- Provided records:
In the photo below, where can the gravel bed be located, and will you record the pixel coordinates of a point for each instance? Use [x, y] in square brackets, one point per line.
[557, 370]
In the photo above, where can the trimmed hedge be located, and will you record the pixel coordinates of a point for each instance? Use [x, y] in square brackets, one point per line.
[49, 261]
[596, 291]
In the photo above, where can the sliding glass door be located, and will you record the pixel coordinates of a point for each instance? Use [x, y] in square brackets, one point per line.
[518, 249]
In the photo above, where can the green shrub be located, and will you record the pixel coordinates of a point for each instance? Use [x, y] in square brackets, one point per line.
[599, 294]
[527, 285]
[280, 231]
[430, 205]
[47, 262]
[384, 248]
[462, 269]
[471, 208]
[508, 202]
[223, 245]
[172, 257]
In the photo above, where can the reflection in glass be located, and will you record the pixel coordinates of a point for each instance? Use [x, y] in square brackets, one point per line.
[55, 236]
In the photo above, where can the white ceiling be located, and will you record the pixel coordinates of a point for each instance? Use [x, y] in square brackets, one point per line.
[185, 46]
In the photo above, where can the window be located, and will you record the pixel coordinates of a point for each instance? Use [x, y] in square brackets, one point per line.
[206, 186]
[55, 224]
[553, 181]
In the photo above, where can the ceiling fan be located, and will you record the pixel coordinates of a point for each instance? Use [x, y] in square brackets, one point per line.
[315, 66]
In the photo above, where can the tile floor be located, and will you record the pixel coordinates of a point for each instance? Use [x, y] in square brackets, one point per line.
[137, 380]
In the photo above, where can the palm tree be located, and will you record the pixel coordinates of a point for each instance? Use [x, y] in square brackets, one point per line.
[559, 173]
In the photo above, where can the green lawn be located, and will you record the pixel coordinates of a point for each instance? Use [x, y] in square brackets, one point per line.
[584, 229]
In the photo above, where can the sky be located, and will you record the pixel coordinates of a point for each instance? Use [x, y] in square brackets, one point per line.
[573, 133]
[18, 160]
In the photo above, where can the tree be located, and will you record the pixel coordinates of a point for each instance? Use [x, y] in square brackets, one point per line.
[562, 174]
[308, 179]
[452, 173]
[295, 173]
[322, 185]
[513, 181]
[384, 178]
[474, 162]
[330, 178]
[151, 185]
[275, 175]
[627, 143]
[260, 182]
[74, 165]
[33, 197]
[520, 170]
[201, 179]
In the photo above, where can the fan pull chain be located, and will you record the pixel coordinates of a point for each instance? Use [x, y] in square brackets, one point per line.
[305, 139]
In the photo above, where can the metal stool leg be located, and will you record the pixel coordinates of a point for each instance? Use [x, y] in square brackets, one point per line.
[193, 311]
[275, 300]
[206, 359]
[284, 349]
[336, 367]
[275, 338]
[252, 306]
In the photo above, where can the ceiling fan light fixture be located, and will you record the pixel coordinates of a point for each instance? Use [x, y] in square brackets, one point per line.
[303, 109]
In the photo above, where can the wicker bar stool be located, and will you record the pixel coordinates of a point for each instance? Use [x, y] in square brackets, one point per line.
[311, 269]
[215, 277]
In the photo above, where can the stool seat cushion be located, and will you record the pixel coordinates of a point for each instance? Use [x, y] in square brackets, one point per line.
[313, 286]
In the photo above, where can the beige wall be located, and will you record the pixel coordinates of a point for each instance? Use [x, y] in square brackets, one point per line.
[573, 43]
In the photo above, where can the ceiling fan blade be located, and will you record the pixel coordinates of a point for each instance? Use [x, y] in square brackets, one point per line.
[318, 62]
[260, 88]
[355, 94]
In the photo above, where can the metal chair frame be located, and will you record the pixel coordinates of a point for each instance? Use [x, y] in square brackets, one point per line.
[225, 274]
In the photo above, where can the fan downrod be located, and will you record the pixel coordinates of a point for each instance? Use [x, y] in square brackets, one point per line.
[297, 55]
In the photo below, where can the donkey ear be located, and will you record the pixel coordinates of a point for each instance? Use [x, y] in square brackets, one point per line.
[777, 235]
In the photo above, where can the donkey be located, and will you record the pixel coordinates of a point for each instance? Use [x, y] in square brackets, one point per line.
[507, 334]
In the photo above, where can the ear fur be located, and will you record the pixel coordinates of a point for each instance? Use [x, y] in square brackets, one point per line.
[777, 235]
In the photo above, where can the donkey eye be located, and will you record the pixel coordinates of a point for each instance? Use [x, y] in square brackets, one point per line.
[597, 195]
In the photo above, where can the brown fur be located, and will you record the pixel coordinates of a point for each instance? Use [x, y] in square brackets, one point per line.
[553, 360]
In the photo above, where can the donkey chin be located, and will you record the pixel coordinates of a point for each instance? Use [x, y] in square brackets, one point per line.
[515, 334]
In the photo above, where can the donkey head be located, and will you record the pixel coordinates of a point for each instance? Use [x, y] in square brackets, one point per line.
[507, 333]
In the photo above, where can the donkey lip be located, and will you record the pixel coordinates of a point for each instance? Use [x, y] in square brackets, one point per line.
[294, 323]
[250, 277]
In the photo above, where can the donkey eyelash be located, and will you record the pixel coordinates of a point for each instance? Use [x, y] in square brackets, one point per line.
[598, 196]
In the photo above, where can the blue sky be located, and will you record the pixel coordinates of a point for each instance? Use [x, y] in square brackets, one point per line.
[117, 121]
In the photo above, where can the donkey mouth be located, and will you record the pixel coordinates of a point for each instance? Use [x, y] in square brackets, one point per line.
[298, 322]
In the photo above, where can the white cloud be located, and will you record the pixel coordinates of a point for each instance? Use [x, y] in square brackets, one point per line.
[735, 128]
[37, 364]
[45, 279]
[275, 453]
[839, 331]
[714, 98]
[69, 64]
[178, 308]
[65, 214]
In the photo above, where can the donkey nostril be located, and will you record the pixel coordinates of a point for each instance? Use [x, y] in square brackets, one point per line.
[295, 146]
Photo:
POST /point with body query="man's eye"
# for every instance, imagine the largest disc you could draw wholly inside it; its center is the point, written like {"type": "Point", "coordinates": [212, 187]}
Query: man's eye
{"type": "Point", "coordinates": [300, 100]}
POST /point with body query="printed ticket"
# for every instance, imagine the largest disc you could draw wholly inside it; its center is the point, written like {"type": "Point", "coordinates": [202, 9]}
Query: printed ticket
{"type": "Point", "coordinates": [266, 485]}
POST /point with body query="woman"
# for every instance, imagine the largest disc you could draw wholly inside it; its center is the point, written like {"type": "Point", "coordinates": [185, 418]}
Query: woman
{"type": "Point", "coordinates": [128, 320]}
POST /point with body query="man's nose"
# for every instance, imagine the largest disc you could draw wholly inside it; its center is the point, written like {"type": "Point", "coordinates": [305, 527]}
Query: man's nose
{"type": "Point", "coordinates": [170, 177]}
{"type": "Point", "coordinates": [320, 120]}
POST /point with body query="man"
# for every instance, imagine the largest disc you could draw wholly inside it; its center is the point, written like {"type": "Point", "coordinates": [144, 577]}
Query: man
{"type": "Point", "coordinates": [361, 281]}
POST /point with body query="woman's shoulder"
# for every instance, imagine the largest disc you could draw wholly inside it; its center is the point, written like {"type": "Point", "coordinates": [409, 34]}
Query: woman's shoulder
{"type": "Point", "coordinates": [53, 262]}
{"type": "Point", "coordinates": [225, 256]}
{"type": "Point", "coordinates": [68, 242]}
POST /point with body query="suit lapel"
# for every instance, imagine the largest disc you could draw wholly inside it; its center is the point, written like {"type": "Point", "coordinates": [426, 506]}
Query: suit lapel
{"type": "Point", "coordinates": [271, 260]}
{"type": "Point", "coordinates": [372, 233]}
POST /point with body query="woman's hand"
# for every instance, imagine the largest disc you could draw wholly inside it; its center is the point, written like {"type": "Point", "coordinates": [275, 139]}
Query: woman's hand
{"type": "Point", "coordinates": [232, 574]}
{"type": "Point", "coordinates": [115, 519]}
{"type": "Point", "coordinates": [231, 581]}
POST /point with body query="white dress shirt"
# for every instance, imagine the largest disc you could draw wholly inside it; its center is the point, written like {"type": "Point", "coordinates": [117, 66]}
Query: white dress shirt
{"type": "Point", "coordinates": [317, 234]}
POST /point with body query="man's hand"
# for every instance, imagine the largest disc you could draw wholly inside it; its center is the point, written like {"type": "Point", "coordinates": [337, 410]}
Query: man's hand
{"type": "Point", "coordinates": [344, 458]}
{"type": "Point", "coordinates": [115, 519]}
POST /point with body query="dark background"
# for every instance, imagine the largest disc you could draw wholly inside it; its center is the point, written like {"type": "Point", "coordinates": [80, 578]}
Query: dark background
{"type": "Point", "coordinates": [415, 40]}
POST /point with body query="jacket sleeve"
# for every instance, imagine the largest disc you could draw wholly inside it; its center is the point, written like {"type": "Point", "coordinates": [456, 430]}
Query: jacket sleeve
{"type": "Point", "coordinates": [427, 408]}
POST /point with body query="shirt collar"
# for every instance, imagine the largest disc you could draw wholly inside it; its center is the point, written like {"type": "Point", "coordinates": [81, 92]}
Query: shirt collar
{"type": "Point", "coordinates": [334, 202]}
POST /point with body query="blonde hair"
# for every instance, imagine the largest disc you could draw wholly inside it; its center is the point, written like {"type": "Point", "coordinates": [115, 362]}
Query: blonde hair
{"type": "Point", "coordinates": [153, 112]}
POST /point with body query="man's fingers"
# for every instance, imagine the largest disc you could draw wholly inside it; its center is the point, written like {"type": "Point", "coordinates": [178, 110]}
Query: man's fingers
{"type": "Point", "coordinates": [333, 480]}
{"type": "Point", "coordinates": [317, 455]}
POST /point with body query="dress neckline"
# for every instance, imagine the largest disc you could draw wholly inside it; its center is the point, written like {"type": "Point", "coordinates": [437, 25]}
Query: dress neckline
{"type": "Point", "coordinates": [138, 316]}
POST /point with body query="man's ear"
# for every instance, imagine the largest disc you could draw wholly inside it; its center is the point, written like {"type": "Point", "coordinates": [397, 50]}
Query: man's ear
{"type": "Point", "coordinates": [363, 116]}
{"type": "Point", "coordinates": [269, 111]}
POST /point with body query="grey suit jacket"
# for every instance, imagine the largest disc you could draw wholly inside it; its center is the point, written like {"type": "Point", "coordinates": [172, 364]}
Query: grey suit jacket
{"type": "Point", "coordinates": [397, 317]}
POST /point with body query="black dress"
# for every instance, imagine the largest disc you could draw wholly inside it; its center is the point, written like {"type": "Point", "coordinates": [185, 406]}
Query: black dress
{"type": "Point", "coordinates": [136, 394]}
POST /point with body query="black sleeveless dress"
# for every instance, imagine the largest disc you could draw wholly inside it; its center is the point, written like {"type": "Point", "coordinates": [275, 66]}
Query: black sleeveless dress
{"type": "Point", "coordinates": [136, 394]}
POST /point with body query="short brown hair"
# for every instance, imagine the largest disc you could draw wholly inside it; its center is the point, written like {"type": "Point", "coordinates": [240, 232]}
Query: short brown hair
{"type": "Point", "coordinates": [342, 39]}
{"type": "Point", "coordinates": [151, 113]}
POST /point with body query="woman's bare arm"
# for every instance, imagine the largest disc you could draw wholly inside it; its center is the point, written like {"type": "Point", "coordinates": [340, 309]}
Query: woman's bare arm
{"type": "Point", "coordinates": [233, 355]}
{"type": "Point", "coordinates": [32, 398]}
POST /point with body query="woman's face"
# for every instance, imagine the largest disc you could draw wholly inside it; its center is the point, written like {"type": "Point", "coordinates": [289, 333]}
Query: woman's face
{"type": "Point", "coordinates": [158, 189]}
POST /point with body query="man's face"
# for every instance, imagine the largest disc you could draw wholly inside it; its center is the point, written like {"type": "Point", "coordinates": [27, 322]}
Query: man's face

- Work item: Output only the lines from the one holding "Query: woman's bare arm" through the last line above, exactly as they appear.

- Problem solution:
Query: woman's bare arm
{"type": "Point", "coordinates": [233, 355]}
{"type": "Point", "coordinates": [32, 398]}
POST /point with body query="woman's face"
# for every instance, imagine the largest disc you could draw wholly inside it; its center is the point, written like {"type": "Point", "coordinates": [289, 333]}
Query: woman's face
{"type": "Point", "coordinates": [158, 189]}
POST /point with body query="man's face"
# for every instance, imagine the largest disc you could draw wholly inside it; its center is the point, written like {"type": "Point", "coordinates": [27, 322]}
Query: man's face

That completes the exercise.